- **Directions**: Make an exact copy of the records, dropping all pictures.

*** Opening of Extracted material ***

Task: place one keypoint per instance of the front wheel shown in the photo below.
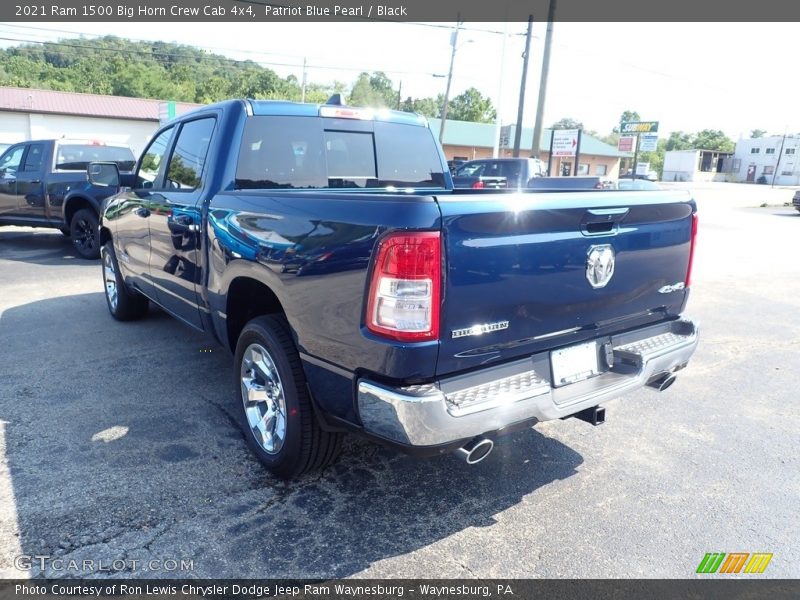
(85, 233)
(123, 304)
(274, 407)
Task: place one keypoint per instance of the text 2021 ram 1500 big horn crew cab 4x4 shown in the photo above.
(358, 291)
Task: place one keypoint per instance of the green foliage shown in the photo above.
(120, 67)
(373, 90)
(115, 66)
(567, 123)
(471, 105)
(427, 107)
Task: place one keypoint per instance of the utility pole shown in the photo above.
(303, 93)
(453, 42)
(548, 40)
(525, 56)
(399, 94)
(780, 153)
(498, 119)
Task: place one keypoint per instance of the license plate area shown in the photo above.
(576, 363)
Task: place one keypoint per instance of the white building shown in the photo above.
(30, 114)
(774, 156)
(695, 165)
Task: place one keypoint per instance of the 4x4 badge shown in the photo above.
(600, 265)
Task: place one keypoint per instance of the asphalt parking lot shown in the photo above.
(117, 444)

*** Close of Extracted material ***

- **Exercise response**:
Task: place one keypoint per instance of the front wheel shown in the photo below.
(85, 233)
(123, 304)
(274, 407)
Task: place one keypoint per instance of the text 2021 ram 1500 big horn crew cab 4x4 shown in the photo above.
(358, 291)
Task: place one keypoint per instance of the green foliage shown in the photo above.
(120, 67)
(373, 90)
(115, 66)
(567, 123)
(471, 105)
(427, 107)
Task: place one keypoint per instance of the utility pole shown in the photo above.
(303, 93)
(453, 42)
(548, 40)
(525, 56)
(399, 94)
(780, 153)
(498, 119)
Task: place one keypoint per instance of the license plate area shown in the photo above.
(576, 363)
Task: place one keypoint per instance of the white building shown in the photo above.
(30, 114)
(774, 156)
(695, 165)
Task: place one keypoint per instance of the 4x4 badge shown in the photo above.
(600, 265)
Task: place one keypoint per instance of the asphalt parking lot shown in the photo above.
(117, 444)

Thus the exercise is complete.